## Activity
Among the entries below, please repeat exactly and only the lines from the line containing "white cloud shown in this photo?" to the line containing "Target: player's raised hand", both lines included.

## Material for this exercise
..............................

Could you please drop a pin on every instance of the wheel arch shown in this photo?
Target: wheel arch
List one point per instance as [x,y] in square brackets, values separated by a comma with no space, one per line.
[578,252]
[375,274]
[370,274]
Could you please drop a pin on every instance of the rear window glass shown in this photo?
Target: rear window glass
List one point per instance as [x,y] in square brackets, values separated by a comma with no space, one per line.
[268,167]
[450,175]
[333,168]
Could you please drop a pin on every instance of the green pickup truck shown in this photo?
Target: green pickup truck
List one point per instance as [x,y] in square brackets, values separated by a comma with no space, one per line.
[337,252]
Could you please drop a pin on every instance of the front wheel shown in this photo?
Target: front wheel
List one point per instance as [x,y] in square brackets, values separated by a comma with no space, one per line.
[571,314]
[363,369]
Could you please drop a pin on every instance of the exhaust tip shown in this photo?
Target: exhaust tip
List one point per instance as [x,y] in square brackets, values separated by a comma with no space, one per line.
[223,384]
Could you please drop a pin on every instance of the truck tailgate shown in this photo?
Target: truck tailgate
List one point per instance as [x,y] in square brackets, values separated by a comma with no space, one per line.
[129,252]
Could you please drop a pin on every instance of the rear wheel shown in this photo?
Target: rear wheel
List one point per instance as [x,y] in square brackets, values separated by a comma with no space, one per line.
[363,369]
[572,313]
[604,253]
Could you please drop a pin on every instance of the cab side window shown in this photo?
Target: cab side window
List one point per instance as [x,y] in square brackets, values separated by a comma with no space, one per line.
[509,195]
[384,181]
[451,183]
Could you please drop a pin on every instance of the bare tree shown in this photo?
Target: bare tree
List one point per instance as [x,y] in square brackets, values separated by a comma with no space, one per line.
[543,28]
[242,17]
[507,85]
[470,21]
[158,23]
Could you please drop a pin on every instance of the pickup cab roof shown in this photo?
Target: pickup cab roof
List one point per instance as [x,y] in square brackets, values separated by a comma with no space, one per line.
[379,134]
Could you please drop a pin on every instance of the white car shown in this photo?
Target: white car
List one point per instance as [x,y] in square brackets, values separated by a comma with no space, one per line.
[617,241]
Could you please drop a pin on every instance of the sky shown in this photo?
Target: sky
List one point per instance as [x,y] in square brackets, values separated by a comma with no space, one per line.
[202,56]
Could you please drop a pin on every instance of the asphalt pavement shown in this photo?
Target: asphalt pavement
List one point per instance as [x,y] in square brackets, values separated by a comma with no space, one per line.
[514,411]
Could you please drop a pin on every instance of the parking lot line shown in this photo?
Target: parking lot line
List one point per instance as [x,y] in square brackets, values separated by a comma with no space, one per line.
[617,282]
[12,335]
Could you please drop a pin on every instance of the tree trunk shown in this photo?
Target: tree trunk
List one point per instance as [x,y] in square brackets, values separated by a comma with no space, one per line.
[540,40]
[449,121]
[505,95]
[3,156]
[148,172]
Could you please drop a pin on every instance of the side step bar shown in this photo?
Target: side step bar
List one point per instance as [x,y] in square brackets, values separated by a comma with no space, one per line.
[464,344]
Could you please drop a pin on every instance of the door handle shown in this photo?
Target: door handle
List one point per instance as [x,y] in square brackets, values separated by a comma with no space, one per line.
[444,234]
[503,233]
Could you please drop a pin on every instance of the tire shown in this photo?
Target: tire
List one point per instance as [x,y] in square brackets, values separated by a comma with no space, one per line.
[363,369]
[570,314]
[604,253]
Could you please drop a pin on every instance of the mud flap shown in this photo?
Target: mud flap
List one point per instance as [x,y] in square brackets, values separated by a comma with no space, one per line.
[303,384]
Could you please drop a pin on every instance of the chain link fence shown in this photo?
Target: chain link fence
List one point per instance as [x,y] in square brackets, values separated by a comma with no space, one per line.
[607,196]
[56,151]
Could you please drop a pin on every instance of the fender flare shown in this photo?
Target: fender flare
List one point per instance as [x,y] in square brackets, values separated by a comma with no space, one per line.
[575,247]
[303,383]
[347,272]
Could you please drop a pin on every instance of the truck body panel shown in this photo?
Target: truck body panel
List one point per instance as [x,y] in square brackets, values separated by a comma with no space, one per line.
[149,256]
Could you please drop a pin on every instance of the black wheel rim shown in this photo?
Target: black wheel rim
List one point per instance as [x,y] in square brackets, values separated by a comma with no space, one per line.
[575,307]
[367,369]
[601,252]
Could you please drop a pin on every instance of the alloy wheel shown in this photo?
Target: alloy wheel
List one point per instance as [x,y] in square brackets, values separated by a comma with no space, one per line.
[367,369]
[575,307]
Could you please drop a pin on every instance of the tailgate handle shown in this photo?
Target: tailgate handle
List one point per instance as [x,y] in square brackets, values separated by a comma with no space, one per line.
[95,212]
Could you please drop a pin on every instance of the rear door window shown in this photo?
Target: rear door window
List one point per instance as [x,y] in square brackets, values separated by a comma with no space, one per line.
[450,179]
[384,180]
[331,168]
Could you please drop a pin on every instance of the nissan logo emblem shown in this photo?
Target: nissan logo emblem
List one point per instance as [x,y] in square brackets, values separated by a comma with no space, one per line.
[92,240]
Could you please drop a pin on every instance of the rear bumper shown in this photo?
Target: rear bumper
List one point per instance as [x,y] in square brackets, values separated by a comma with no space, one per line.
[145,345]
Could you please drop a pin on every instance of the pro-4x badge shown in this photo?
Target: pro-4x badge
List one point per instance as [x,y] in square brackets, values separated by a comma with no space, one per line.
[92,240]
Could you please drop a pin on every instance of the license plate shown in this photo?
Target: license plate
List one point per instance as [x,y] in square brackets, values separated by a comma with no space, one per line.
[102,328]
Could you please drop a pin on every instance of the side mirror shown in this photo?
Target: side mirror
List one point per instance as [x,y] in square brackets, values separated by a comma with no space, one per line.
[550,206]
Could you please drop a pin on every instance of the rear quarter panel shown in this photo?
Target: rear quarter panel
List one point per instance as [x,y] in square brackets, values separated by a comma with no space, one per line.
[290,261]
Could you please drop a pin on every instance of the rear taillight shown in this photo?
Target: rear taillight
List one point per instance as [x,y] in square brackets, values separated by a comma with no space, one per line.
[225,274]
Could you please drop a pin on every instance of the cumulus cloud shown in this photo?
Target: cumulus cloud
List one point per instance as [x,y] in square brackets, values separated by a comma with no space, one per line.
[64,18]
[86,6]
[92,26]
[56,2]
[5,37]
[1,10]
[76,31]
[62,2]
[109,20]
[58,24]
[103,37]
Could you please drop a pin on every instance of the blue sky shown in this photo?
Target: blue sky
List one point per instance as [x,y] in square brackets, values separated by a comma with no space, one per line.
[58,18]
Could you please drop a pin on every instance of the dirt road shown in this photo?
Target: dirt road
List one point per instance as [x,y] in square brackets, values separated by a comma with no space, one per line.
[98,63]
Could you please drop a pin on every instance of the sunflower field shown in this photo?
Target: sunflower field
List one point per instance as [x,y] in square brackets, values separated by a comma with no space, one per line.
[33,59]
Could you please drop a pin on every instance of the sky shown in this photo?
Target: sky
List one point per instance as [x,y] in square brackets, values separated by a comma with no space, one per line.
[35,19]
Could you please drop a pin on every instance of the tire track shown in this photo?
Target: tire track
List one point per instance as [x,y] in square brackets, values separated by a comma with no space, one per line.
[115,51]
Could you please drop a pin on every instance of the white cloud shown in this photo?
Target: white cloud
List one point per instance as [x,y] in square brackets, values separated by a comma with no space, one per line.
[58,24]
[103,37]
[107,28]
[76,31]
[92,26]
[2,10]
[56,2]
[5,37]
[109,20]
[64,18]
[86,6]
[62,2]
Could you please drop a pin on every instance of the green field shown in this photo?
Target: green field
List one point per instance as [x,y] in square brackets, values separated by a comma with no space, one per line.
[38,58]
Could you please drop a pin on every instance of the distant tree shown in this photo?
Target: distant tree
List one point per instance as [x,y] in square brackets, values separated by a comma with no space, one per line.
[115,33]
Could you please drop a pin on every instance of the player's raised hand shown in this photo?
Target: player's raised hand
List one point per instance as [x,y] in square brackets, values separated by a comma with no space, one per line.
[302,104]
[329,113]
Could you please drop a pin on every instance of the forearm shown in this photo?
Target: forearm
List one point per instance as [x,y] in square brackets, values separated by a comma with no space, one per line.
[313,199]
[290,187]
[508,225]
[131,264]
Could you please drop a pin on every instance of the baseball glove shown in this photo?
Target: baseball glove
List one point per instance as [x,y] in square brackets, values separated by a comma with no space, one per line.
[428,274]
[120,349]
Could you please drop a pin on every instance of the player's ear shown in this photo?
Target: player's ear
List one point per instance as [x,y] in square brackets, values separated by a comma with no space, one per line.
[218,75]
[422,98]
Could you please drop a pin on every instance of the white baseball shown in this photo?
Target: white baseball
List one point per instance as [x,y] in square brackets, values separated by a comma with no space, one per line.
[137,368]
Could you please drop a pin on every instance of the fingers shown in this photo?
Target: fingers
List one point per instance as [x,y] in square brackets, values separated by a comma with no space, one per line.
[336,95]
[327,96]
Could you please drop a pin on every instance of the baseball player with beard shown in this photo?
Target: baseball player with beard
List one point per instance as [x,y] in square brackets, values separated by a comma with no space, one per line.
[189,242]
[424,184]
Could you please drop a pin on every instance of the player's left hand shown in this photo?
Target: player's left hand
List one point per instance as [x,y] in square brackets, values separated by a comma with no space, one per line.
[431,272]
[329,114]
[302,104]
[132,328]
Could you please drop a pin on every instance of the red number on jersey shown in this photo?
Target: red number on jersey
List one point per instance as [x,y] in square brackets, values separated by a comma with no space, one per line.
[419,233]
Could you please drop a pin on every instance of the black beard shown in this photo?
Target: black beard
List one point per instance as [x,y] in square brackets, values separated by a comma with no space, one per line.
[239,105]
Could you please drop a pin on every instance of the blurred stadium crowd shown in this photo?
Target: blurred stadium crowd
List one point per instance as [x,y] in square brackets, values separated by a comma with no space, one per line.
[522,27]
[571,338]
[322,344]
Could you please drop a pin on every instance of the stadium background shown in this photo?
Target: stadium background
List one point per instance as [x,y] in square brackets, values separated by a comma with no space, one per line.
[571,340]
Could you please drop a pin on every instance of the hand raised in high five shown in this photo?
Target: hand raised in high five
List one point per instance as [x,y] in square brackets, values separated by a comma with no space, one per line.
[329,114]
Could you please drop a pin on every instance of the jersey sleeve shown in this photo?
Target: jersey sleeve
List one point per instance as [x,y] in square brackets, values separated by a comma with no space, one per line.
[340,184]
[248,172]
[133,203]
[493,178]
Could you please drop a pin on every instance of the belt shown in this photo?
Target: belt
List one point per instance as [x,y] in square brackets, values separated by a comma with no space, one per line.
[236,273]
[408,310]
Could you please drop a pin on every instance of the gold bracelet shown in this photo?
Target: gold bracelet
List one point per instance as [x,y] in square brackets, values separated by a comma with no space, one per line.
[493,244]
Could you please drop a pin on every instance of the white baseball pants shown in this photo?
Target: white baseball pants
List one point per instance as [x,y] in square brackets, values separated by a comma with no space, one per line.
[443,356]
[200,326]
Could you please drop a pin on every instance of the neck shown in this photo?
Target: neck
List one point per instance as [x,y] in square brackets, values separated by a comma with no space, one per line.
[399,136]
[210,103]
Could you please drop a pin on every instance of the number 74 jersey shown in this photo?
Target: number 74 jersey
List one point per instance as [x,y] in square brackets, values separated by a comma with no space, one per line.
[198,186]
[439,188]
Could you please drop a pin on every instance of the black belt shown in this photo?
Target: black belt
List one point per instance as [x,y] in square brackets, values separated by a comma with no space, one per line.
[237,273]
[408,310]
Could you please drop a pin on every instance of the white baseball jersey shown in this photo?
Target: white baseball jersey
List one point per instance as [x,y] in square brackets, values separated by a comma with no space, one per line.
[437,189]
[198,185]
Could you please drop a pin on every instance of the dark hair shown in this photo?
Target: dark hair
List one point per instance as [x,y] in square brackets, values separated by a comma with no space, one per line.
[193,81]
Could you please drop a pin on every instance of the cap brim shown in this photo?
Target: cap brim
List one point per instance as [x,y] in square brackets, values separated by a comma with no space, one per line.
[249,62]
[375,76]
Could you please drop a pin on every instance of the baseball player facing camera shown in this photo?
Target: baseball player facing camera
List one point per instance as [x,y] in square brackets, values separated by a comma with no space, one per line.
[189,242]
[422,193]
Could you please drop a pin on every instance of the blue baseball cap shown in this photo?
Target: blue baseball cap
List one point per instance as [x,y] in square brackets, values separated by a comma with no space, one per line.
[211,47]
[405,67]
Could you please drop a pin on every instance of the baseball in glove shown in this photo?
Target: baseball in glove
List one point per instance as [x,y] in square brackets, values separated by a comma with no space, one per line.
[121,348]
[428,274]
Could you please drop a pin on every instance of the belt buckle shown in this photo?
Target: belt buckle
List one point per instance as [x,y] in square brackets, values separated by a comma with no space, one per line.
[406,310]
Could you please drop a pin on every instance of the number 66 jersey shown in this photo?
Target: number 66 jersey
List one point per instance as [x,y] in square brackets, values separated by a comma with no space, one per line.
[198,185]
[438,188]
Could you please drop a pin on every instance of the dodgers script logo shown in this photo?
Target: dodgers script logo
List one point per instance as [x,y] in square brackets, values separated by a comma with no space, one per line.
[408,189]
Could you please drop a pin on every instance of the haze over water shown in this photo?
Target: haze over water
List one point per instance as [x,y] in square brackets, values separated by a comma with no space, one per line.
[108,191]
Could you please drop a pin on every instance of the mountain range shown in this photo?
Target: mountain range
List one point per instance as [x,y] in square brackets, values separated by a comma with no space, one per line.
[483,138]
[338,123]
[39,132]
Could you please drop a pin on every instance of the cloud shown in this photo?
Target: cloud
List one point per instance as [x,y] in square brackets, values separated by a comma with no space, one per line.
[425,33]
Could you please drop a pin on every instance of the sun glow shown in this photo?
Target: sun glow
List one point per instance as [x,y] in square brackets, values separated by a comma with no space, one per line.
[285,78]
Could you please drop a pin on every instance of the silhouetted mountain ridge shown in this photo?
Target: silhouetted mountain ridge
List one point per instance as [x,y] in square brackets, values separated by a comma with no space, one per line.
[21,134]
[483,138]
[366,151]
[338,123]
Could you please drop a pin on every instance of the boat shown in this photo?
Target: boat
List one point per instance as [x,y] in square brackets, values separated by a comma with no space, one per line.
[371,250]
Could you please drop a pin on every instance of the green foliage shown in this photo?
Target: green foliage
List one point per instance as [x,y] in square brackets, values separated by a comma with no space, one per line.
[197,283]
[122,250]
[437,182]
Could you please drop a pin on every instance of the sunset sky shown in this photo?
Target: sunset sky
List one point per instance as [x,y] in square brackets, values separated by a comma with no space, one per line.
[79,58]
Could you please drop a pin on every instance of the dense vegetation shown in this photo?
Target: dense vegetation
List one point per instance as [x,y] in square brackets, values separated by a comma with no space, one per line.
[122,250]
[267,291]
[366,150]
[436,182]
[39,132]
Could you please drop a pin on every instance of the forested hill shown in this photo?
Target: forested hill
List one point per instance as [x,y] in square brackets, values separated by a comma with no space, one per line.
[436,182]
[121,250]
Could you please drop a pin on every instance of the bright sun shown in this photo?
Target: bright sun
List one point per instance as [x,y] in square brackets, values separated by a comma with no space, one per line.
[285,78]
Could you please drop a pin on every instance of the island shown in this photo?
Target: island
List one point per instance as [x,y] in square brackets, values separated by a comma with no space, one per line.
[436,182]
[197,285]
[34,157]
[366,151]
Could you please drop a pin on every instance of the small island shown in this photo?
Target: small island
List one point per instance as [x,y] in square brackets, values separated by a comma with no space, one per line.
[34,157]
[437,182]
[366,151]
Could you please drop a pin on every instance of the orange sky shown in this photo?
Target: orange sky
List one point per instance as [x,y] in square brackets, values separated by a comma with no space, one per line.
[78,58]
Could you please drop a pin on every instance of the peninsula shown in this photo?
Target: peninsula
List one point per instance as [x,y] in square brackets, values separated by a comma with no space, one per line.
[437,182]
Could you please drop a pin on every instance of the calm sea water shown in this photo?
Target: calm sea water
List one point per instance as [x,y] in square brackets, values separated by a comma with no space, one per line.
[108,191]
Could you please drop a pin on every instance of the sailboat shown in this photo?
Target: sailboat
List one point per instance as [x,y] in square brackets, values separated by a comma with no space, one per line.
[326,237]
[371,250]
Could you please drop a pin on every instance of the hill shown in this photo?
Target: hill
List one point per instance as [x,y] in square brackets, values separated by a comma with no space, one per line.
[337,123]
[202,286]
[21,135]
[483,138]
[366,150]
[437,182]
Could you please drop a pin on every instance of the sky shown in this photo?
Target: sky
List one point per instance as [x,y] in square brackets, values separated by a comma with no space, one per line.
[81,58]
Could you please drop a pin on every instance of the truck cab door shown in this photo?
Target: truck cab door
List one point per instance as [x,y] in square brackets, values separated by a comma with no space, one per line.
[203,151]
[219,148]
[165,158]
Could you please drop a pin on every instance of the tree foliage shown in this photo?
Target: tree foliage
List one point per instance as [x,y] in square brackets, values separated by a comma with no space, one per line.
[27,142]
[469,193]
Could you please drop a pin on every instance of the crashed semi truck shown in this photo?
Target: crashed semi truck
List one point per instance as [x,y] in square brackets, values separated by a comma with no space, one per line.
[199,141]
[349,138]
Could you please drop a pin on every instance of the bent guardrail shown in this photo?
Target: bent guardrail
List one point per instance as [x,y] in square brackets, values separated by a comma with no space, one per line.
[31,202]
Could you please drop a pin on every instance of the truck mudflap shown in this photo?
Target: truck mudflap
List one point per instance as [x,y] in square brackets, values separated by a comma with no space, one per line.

..............................

## Finished exercise
Could you please drop a pin on every instance of the white cloud shown in this photo?
Target: white cloud
List one point per instance as [x,y] in square brackets, values separated by a comma with no space, one per line.
[58,24]
[103,37]
[107,28]
[76,31]
[92,26]
[2,10]
[56,2]
[5,37]
[109,20]
[64,18]
[86,6]
[62,2]
Could you please drop a pin on every instance of the green field shown in this photo?
Target: green field
List one point per instance as [x,y] in square brackets, values separated by a comma with no space, one per line.
[38,58]
Could you please drop a pin on every instance of the distant tree shown in this photo?
Target: distant tree
List one point per instance as [x,y] in square brackets, values separated by a comma with no space, one per line.
[115,33]
Could you please drop a pin on every instance of the player's raised hand shown in this photo?
Target: player's raised hand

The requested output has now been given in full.